■ Exercise ■
The line that contains "For every instance of the rubble" marks the start. Please set it down, with every later line of the data, exactly and without pictures.

■ Data records ■

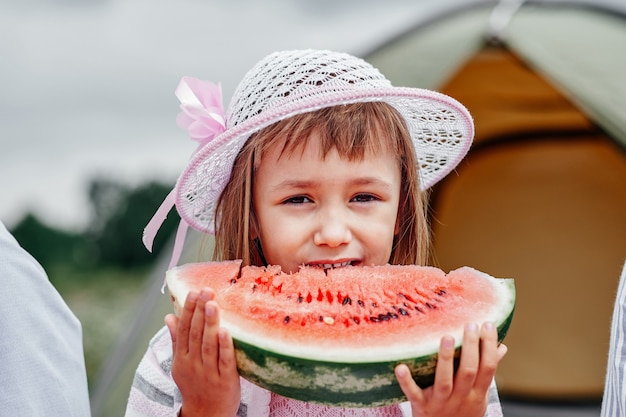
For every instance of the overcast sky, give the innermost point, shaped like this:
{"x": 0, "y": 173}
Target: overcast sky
{"x": 87, "y": 86}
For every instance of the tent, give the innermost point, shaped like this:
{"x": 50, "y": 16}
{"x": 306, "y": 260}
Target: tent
{"x": 541, "y": 196}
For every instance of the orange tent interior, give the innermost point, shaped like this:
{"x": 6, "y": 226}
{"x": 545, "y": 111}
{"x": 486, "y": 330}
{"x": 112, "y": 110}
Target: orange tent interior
{"x": 541, "y": 197}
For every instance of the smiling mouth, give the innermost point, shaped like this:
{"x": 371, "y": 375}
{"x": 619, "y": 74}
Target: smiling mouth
{"x": 332, "y": 265}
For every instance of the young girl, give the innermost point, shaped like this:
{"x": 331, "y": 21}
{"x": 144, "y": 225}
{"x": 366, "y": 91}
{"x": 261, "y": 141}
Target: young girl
{"x": 319, "y": 161}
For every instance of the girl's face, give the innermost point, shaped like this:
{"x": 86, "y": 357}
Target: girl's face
{"x": 326, "y": 212}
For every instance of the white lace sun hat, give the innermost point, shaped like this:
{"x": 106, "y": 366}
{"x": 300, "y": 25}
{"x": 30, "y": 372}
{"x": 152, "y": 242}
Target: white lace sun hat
{"x": 287, "y": 83}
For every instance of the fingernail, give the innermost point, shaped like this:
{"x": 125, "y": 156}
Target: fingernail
{"x": 209, "y": 309}
{"x": 205, "y": 295}
{"x": 447, "y": 342}
{"x": 471, "y": 327}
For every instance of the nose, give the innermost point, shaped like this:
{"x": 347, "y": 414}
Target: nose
{"x": 332, "y": 231}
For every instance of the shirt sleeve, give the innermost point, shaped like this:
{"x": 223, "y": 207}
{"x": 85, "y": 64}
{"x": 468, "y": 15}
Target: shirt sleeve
{"x": 153, "y": 392}
{"x": 41, "y": 348}
{"x": 614, "y": 400}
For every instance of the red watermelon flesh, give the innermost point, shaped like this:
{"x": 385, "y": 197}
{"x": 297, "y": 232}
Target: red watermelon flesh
{"x": 350, "y": 314}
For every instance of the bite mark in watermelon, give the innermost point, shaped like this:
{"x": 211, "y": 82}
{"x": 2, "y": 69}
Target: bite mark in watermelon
{"x": 335, "y": 336}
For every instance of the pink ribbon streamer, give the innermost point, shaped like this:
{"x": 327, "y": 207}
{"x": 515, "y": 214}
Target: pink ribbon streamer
{"x": 202, "y": 116}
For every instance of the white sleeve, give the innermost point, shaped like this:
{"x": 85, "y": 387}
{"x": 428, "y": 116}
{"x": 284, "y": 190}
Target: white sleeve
{"x": 41, "y": 347}
{"x": 614, "y": 400}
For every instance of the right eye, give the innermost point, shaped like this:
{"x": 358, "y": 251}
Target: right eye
{"x": 299, "y": 199}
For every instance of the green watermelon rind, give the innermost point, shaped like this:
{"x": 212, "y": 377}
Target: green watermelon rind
{"x": 356, "y": 385}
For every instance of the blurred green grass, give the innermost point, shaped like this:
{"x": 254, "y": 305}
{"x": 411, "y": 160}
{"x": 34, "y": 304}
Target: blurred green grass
{"x": 104, "y": 300}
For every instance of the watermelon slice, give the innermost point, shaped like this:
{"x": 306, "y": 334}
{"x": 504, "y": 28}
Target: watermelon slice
{"x": 335, "y": 336}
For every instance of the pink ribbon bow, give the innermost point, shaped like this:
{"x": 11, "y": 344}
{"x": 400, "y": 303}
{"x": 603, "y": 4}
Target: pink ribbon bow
{"x": 202, "y": 116}
{"x": 202, "y": 111}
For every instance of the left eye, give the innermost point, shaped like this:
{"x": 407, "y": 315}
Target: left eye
{"x": 364, "y": 198}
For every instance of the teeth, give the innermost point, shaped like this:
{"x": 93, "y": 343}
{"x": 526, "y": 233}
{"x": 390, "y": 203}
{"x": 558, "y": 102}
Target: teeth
{"x": 337, "y": 265}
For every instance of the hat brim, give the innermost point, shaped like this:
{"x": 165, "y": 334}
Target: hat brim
{"x": 441, "y": 129}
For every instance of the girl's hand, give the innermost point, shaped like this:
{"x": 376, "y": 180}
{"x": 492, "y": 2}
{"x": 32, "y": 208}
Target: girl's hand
{"x": 203, "y": 365}
{"x": 466, "y": 393}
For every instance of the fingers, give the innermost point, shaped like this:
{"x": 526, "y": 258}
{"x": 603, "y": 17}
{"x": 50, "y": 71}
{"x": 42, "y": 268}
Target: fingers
{"x": 171, "y": 321}
{"x": 210, "y": 341}
{"x": 227, "y": 361}
{"x": 198, "y": 322}
{"x": 184, "y": 324}
{"x": 490, "y": 355}
{"x": 444, "y": 373}
{"x": 470, "y": 359}
{"x": 407, "y": 384}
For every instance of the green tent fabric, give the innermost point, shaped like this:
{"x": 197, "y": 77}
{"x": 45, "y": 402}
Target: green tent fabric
{"x": 579, "y": 49}
{"x": 542, "y": 192}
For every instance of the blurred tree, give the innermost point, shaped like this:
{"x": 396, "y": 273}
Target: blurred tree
{"x": 113, "y": 237}
{"x": 119, "y": 215}
{"x": 47, "y": 244}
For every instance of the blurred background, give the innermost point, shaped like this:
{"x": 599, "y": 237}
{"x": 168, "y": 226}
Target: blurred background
{"x": 89, "y": 149}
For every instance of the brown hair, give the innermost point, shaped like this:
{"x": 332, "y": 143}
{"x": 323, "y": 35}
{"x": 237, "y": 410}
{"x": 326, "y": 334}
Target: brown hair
{"x": 368, "y": 124}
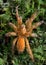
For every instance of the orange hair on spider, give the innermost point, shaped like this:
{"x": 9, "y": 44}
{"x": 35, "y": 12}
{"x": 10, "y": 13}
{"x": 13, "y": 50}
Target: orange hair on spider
{"x": 20, "y": 44}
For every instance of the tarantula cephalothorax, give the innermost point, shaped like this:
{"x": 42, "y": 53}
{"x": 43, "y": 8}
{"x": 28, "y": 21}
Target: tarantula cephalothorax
{"x": 22, "y": 31}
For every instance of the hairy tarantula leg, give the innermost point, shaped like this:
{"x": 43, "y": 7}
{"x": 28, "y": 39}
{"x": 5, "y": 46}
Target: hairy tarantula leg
{"x": 19, "y": 19}
{"x": 13, "y": 26}
{"x": 13, "y": 45}
{"x": 10, "y": 34}
{"x": 34, "y": 35}
{"x": 29, "y": 50}
{"x": 37, "y": 24}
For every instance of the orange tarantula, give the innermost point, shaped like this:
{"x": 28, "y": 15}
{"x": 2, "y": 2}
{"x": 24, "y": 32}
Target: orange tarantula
{"x": 22, "y": 31}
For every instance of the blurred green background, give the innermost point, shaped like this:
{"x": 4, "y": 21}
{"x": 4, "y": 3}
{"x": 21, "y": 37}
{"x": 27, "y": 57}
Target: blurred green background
{"x": 38, "y": 45}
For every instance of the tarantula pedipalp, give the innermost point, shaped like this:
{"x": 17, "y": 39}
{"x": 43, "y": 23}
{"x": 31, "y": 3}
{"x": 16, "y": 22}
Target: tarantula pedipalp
{"x": 22, "y": 31}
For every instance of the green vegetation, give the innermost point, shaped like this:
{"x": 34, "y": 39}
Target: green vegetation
{"x": 7, "y": 14}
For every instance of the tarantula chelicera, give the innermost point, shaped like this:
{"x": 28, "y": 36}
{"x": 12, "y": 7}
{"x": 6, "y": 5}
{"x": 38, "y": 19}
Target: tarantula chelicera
{"x": 22, "y": 31}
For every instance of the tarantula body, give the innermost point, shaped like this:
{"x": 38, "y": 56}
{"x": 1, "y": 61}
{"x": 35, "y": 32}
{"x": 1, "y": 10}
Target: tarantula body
{"x": 22, "y": 31}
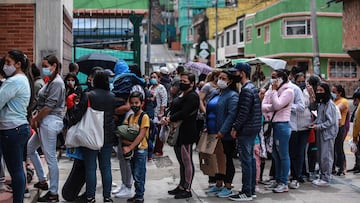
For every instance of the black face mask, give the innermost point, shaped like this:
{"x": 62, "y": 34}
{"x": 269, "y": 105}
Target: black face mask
{"x": 237, "y": 78}
{"x": 302, "y": 85}
{"x": 184, "y": 87}
{"x": 135, "y": 109}
{"x": 320, "y": 97}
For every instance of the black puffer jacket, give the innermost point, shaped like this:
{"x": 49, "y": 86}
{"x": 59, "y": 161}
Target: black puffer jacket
{"x": 248, "y": 119}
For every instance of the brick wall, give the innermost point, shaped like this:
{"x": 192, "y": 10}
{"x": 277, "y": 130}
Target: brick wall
{"x": 17, "y": 27}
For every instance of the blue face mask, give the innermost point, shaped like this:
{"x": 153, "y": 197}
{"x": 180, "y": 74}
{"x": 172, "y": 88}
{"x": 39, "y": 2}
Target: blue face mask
{"x": 46, "y": 71}
{"x": 153, "y": 81}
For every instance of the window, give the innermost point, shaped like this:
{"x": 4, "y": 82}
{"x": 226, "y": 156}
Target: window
{"x": 248, "y": 34}
{"x": 259, "y": 31}
{"x": 267, "y": 33}
{"x": 297, "y": 28}
{"x": 222, "y": 40}
{"x": 241, "y": 31}
{"x": 342, "y": 69}
{"x": 227, "y": 38}
{"x": 234, "y": 36}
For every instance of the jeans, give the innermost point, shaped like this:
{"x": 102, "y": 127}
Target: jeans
{"x": 138, "y": 168}
{"x": 50, "y": 127}
{"x": 282, "y": 132}
{"x": 125, "y": 167}
{"x": 13, "y": 142}
{"x": 104, "y": 158}
{"x": 248, "y": 163}
{"x": 187, "y": 169}
{"x": 339, "y": 149}
{"x": 297, "y": 145}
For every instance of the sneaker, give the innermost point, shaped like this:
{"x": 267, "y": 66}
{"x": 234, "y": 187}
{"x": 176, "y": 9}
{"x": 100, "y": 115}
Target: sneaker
{"x": 42, "y": 185}
{"x": 108, "y": 199}
{"x": 294, "y": 184}
{"x": 91, "y": 200}
{"x": 240, "y": 197}
{"x": 48, "y": 197}
{"x": 183, "y": 195}
{"x": 126, "y": 192}
{"x": 271, "y": 186}
{"x": 281, "y": 188}
{"x": 321, "y": 183}
{"x": 225, "y": 192}
{"x": 214, "y": 190}
{"x": 27, "y": 193}
{"x": 175, "y": 191}
{"x": 118, "y": 189}
{"x": 257, "y": 188}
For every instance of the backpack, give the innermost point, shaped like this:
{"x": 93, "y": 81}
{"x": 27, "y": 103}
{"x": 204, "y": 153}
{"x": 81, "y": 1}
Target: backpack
{"x": 124, "y": 83}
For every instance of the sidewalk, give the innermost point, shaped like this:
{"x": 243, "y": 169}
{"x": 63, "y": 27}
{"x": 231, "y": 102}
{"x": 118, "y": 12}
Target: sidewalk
{"x": 163, "y": 175}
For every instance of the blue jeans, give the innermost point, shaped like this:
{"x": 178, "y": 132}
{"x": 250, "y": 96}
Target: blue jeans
{"x": 50, "y": 127}
{"x": 13, "y": 142}
{"x": 282, "y": 132}
{"x": 138, "y": 168}
{"x": 248, "y": 163}
{"x": 297, "y": 145}
{"x": 104, "y": 158}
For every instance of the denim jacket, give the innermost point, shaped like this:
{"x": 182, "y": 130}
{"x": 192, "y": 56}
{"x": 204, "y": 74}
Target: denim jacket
{"x": 226, "y": 111}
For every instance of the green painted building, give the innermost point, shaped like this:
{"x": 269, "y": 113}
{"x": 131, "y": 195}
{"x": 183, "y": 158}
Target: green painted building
{"x": 284, "y": 31}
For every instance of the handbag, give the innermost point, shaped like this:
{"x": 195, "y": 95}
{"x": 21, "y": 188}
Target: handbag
{"x": 128, "y": 132}
{"x": 174, "y": 128}
{"x": 268, "y": 135}
{"x": 207, "y": 143}
{"x": 88, "y": 132}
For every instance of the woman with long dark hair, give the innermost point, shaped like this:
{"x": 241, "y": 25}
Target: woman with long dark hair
{"x": 184, "y": 108}
{"x": 14, "y": 126}
{"x": 48, "y": 123}
{"x": 326, "y": 125}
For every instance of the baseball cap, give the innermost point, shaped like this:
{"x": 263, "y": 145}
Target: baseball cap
{"x": 109, "y": 72}
{"x": 241, "y": 67}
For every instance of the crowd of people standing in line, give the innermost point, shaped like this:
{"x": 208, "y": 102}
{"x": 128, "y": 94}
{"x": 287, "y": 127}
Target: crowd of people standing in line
{"x": 305, "y": 115}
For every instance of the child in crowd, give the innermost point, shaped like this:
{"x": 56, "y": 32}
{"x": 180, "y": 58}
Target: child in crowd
{"x": 139, "y": 146}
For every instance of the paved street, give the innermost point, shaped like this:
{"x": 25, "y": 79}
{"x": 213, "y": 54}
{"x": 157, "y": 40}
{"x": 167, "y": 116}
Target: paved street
{"x": 162, "y": 175}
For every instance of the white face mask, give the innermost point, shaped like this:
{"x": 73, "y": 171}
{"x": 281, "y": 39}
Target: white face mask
{"x": 9, "y": 70}
{"x": 222, "y": 84}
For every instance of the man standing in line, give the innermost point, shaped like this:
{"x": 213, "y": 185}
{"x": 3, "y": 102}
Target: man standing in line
{"x": 246, "y": 126}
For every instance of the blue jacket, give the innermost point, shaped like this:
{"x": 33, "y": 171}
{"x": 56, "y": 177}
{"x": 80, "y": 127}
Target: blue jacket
{"x": 248, "y": 119}
{"x": 226, "y": 109}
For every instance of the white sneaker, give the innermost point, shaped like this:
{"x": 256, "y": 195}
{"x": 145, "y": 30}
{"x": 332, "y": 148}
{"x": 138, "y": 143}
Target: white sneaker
{"x": 118, "y": 189}
{"x": 294, "y": 184}
{"x": 125, "y": 193}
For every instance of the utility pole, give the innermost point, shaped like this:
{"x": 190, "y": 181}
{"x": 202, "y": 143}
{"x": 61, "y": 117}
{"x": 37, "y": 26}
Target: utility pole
{"x": 314, "y": 32}
{"x": 148, "y": 47}
{"x": 216, "y": 32}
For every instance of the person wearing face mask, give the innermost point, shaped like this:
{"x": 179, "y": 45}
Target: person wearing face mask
{"x": 139, "y": 146}
{"x": 338, "y": 92}
{"x": 16, "y": 94}
{"x": 326, "y": 126}
{"x": 245, "y": 128}
{"x": 277, "y": 106}
{"x": 184, "y": 108}
{"x": 222, "y": 108}
{"x": 48, "y": 122}
{"x": 103, "y": 100}
{"x": 159, "y": 93}
{"x": 300, "y": 132}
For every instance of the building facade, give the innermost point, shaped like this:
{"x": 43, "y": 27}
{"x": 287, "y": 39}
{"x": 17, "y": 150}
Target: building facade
{"x": 28, "y": 25}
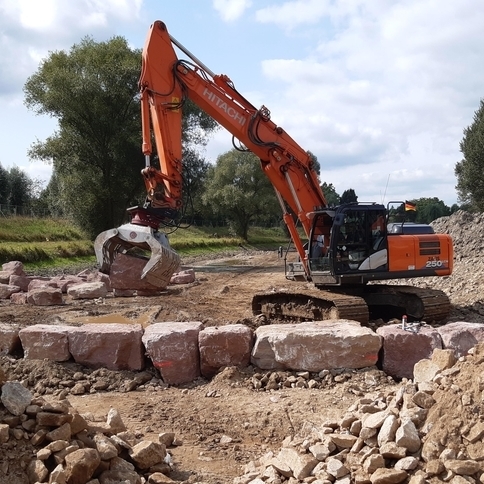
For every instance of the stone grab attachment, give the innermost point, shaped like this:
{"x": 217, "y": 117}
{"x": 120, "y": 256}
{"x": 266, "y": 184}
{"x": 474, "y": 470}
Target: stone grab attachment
{"x": 163, "y": 263}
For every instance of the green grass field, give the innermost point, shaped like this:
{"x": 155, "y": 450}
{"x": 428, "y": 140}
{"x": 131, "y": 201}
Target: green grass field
{"x": 46, "y": 243}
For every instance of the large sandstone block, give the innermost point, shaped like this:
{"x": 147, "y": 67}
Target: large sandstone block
{"x": 173, "y": 349}
{"x": 461, "y": 336}
{"x": 46, "y": 296}
{"x": 223, "y": 346}
{"x": 126, "y": 273}
{"x": 315, "y": 346}
{"x": 6, "y": 290}
{"x": 14, "y": 267}
{"x": 111, "y": 345}
{"x": 9, "y": 339}
{"x": 45, "y": 341}
{"x": 88, "y": 290}
{"x": 20, "y": 281}
{"x": 66, "y": 281}
{"x": 402, "y": 349}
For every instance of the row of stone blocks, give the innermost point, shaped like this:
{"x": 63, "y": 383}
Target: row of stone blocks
{"x": 183, "y": 351}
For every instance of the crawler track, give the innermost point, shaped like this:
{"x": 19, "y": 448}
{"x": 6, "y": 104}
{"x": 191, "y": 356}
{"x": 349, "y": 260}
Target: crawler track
{"x": 310, "y": 305}
{"x": 359, "y": 304}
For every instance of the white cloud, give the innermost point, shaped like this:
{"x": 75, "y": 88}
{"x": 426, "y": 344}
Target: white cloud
{"x": 291, "y": 14}
{"x": 231, "y": 10}
{"x": 29, "y": 29}
{"x": 393, "y": 85}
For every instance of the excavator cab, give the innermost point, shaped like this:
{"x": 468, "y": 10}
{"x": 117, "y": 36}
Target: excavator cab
{"x": 347, "y": 243}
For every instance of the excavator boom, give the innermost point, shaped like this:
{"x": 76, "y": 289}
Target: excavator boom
{"x": 346, "y": 246}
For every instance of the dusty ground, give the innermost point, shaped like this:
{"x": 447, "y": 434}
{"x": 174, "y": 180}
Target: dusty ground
{"x": 202, "y": 413}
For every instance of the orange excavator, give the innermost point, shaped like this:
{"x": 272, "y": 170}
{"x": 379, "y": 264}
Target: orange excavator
{"x": 345, "y": 248}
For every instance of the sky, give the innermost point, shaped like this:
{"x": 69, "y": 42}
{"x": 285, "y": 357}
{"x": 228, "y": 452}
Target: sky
{"x": 379, "y": 90}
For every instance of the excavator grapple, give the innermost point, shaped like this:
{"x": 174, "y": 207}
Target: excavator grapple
{"x": 345, "y": 252}
{"x": 162, "y": 264}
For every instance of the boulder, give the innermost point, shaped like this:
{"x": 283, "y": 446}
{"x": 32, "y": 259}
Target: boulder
{"x": 402, "y": 349}
{"x": 18, "y": 298}
{"x": 461, "y": 336}
{"x": 173, "y": 349}
{"x": 6, "y": 290}
{"x": 126, "y": 273}
{"x": 9, "y": 339}
{"x": 14, "y": 267}
{"x": 113, "y": 346}
{"x": 46, "y": 296}
{"x": 183, "y": 277}
{"x": 315, "y": 346}
{"x": 223, "y": 346}
{"x": 64, "y": 282}
{"x": 45, "y": 341}
{"x": 21, "y": 281}
{"x": 40, "y": 283}
{"x": 88, "y": 290}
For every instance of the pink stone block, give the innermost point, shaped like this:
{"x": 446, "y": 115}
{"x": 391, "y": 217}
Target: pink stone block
{"x": 126, "y": 273}
{"x": 14, "y": 267}
{"x": 18, "y": 298}
{"x": 224, "y": 346}
{"x": 45, "y": 341}
{"x": 461, "y": 336}
{"x": 173, "y": 349}
{"x": 113, "y": 346}
{"x": 47, "y": 296}
{"x": 402, "y": 349}
{"x": 6, "y": 290}
{"x": 20, "y": 281}
{"x": 9, "y": 339}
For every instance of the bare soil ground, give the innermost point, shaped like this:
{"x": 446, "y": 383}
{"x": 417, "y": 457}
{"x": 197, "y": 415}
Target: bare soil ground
{"x": 224, "y": 423}
{"x": 203, "y": 412}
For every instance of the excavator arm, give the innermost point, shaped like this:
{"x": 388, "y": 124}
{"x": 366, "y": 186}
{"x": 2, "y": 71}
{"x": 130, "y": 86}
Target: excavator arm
{"x": 166, "y": 82}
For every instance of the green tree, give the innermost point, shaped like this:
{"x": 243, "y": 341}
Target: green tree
{"x": 470, "y": 182}
{"x": 429, "y": 209}
{"x": 330, "y": 193}
{"x": 96, "y": 152}
{"x": 92, "y": 91}
{"x": 20, "y": 187}
{"x": 4, "y": 185}
{"x": 238, "y": 189}
{"x": 349, "y": 196}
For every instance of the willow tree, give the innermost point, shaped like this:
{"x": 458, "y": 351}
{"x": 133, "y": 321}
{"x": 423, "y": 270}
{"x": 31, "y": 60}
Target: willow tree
{"x": 92, "y": 91}
{"x": 470, "y": 183}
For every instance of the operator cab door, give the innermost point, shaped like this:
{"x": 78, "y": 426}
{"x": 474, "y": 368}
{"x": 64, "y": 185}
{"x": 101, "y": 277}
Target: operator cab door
{"x": 359, "y": 240}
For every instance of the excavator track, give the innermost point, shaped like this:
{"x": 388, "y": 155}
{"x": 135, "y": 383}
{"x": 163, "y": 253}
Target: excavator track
{"x": 358, "y": 304}
{"x": 310, "y": 305}
{"x": 429, "y": 305}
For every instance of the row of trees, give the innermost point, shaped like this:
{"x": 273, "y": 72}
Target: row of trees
{"x": 17, "y": 189}
{"x": 92, "y": 91}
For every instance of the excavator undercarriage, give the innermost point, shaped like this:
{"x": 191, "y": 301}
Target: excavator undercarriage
{"x": 359, "y": 303}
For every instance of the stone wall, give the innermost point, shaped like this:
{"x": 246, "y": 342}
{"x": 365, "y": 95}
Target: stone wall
{"x": 184, "y": 351}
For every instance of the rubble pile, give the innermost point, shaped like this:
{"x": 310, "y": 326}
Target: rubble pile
{"x": 427, "y": 430}
{"x": 464, "y": 286}
{"x": 59, "y": 445}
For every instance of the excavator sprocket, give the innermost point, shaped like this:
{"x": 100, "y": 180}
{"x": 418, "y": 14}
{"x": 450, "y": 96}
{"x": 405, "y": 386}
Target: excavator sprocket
{"x": 358, "y": 304}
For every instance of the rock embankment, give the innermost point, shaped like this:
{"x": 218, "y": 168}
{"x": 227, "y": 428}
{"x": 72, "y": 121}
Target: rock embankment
{"x": 464, "y": 287}
{"x": 427, "y": 430}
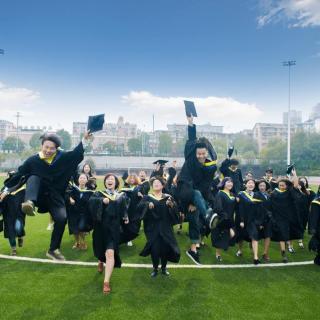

■ Finished task ■
For every instance of the rubble pile, give the innermost point, shaped like this:
{"x": 310, "y": 326}
Target: rubble pile
{"x": 427, "y": 430}
{"x": 464, "y": 286}
{"x": 59, "y": 445}
For every instance of the excavator sprocket, give the innermost point, shaped like this:
{"x": 100, "y": 180}
{"x": 418, "y": 14}
{"x": 450, "y": 96}
{"x": 405, "y": 386}
Target: excavator sprocket
{"x": 358, "y": 304}
For every instance of the rock embankment, give the innermost point, shaped like this:
{"x": 218, "y": 168}
{"x": 227, "y": 428}
{"x": 72, "y": 121}
Target: rock embankment
{"x": 464, "y": 287}
{"x": 427, "y": 430}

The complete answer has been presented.